■ Required work ■
Copy the material verbatim, beginning at the line that contains "Where can the sand" and stopping after the line that contains "column 144, row 85". Include both of those lines and nothing outside them.

═════ Task data ═════

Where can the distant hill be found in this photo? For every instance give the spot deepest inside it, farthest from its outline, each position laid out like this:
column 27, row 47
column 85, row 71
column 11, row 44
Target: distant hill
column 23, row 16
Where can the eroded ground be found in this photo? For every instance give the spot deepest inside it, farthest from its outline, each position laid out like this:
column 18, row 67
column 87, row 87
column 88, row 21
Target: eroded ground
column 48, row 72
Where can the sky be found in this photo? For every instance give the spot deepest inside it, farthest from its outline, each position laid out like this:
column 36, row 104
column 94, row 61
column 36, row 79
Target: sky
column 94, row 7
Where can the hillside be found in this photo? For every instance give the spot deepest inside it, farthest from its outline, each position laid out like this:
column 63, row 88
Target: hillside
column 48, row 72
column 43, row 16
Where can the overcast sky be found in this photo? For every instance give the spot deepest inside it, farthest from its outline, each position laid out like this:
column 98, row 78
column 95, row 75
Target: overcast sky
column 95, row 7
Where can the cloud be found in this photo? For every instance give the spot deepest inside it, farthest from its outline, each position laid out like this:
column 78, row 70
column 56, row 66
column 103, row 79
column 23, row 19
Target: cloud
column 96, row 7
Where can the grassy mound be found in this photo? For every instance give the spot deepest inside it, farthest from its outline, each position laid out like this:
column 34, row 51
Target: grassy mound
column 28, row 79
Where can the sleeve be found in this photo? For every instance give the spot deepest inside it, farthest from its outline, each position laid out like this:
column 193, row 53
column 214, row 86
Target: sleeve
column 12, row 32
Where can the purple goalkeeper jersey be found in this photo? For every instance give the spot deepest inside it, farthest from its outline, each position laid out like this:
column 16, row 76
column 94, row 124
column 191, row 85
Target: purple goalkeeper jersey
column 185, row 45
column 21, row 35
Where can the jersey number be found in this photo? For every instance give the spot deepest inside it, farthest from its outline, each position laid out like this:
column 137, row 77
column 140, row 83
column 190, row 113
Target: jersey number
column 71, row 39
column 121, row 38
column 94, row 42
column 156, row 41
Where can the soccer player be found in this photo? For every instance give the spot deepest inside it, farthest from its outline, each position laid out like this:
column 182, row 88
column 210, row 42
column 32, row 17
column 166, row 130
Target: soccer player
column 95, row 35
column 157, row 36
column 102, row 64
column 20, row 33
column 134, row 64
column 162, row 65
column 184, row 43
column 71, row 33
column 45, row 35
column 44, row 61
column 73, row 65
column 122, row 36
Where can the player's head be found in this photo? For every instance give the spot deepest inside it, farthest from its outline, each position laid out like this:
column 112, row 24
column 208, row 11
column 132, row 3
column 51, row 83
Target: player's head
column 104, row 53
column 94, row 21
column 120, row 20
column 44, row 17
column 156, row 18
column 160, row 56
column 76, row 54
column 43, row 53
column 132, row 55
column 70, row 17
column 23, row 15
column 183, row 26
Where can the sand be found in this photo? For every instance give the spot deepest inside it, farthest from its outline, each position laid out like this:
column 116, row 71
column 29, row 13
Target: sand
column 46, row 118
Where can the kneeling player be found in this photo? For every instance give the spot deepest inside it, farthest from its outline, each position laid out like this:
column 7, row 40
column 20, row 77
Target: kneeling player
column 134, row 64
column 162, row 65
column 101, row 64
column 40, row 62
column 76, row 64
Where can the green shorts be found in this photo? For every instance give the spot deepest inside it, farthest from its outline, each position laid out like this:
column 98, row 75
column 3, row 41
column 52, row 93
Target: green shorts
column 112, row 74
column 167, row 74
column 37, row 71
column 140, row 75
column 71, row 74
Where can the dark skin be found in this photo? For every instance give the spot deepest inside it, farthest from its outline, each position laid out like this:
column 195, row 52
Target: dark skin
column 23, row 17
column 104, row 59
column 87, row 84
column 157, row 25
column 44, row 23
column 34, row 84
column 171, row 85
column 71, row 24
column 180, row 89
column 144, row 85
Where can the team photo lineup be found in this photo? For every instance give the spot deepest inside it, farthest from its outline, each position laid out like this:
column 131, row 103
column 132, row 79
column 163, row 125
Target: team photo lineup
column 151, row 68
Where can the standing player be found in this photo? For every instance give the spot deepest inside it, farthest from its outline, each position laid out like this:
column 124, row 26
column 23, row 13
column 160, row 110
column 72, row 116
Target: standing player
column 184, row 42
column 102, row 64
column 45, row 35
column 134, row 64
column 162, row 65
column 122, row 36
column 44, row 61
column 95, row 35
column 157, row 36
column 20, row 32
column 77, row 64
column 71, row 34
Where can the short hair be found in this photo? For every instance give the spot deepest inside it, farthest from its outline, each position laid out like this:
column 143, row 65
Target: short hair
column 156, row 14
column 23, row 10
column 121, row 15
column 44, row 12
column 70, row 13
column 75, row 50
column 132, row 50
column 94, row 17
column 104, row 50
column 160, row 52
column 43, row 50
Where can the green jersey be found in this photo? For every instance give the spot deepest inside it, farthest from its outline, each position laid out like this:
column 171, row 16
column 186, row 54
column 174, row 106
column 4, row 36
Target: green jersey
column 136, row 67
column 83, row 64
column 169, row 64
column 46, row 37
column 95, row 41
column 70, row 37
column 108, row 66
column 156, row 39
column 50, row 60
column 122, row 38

═════

■ Task response ■
Where can the sand be found in this photo? For every instance give the spot deepest inside it, farthest from its outline, each position laid out like this:
column 116, row 71
column 29, row 13
Target: sand
column 46, row 118
Where can the kneeling player be found in this photo? For every instance give the spot deepest inside it, farthest from its outline, each position laid out like this:
column 7, row 40
column 20, row 77
Target: kneeling player
column 134, row 64
column 162, row 65
column 101, row 64
column 40, row 62
column 76, row 64
Where can the green shorts be found in this photo? For every instance give the spot deepest inside it, farthest from its outline, each position laid out like this:
column 98, row 75
column 3, row 41
column 52, row 93
Target: green shorts
column 112, row 74
column 167, row 74
column 37, row 71
column 140, row 75
column 71, row 74
Where can the dark skin be found in this photo? For every instance give the spot deepest inside it, farthest from its outline, each position laid out like this:
column 195, row 52
Target: dark skin
column 23, row 17
column 104, row 59
column 87, row 84
column 157, row 25
column 44, row 23
column 34, row 84
column 171, row 85
column 71, row 24
column 180, row 89
column 144, row 85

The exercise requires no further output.